··· Material for the task

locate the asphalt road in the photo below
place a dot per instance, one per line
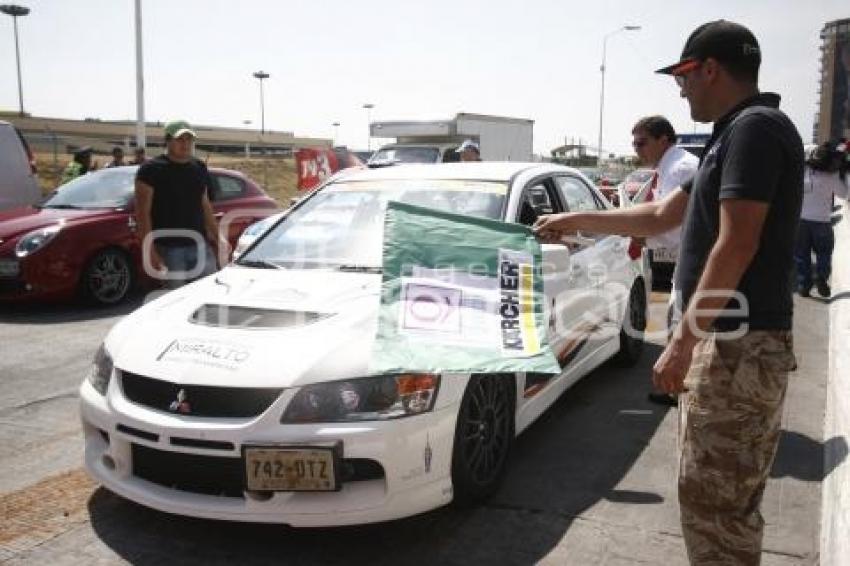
(592, 482)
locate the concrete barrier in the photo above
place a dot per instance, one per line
(835, 518)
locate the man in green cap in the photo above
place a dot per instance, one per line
(81, 165)
(173, 208)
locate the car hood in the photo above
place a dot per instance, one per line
(284, 328)
(19, 221)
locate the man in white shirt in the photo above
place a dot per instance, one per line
(654, 141)
(821, 181)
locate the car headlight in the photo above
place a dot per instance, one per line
(101, 370)
(365, 399)
(36, 240)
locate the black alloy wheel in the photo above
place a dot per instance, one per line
(632, 333)
(108, 277)
(484, 436)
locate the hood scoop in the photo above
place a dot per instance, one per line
(228, 316)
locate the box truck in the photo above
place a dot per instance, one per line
(435, 141)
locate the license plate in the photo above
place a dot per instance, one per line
(664, 255)
(9, 268)
(292, 468)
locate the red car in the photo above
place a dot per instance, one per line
(82, 240)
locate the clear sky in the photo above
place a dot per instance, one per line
(535, 59)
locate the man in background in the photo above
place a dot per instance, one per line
(172, 193)
(469, 151)
(654, 141)
(117, 157)
(80, 165)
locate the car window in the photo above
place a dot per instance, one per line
(406, 154)
(106, 188)
(537, 199)
(451, 155)
(343, 224)
(227, 187)
(578, 195)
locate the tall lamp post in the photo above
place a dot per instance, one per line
(368, 106)
(16, 11)
(141, 133)
(602, 90)
(261, 75)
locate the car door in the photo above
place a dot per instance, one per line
(568, 294)
(605, 257)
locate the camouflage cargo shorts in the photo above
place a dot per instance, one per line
(728, 436)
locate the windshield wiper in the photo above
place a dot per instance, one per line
(259, 263)
(359, 268)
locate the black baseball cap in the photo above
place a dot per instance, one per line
(725, 41)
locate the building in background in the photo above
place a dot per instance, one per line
(64, 136)
(832, 121)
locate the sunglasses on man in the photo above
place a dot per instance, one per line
(680, 74)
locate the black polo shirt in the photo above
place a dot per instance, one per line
(178, 190)
(754, 153)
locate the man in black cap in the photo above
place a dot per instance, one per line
(174, 212)
(732, 351)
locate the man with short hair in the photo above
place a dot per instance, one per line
(117, 157)
(172, 194)
(469, 151)
(732, 352)
(654, 142)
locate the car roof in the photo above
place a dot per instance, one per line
(472, 171)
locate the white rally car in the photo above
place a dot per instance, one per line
(246, 396)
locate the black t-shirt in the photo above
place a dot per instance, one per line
(754, 153)
(178, 190)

······

Written request » Write out all the items above again, substituting "image" for each "photo" and changing nothing else. Omit the pictures.

Answer for the task »
locate the asphalt road in the image below
place a dot per instance, one per line
(592, 482)
locate the concrete barrier in the image above
place a dot per instance, one per line
(835, 518)
locate the man in green cap in the image above
place a dot per instance, one per line
(81, 165)
(173, 208)
locate the car hood in the image above
place a dot per instance, one per line
(284, 328)
(19, 221)
locate the man in white shirt in the image above
place a dot per instance, one per line
(654, 141)
(821, 181)
locate the car headlight in the image above
place a dot per instance, one per line
(101, 370)
(365, 399)
(36, 240)
locate the black alloy wheel in the image above
place a dot per instance, one per line
(632, 333)
(108, 277)
(484, 436)
locate the hood scoop in the image above
place a dot per instance, one per line
(228, 316)
locate the box truck in the image above
place a dot per instance, one per line
(435, 141)
locate the license plate in the image above
place a dot per instance, one per line
(664, 255)
(9, 268)
(292, 468)
locate the red car in the image above
place a dot per instance, one per line
(82, 240)
locate the clear sky in the image above
place a dot per instance, one per line
(535, 59)
locate the man in background in the image above
place a dot per instance, one per line
(172, 193)
(469, 151)
(654, 141)
(117, 157)
(80, 165)
locate the car window in the image above
place a dot per instance, one per line
(406, 154)
(106, 188)
(537, 199)
(451, 155)
(343, 224)
(227, 187)
(578, 195)
locate the tall lamp post in the image above
place a dot per instance, one per line
(368, 106)
(16, 11)
(141, 133)
(602, 90)
(261, 75)
locate the car door in the image above
place a dot per instance, one per line
(568, 294)
(605, 257)
locate the camouflage cargo shorts in the image above
place a dot per instance, one per line
(728, 436)
locate the windshield wiper in the image above
place a dot per instance, one per line
(259, 263)
(359, 268)
locate the black baseball cap in the image above
place a dot per instance, one per line
(725, 41)
locate the building in background in the image above
place a dot per instance, one per line
(64, 136)
(832, 121)
locate the sunglasses on man in the image above
place a dot per instance, one per line
(680, 74)
locate the black polo shirt in the image above
place a dot per instance, one per line
(178, 190)
(754, 153)
locate the man in black cap in the image above
place a dot per instance, one per line
(174, 212)
(732, 351)
locate the man with short hair in the image above
place a dot per instance, one per line
(117, 157)
(172, 194)
(469, 151)
(732, 352)
(654, 142)
locate the car roof in the image above
place a dot per instance, one per line
(472, 171)
locate the white rally car in the image above
place a dot per instance, one per line
(246, 396)
locate the black t-shirt in the image above
place a dot per instance, one per line
(754, 153)
(178, 190)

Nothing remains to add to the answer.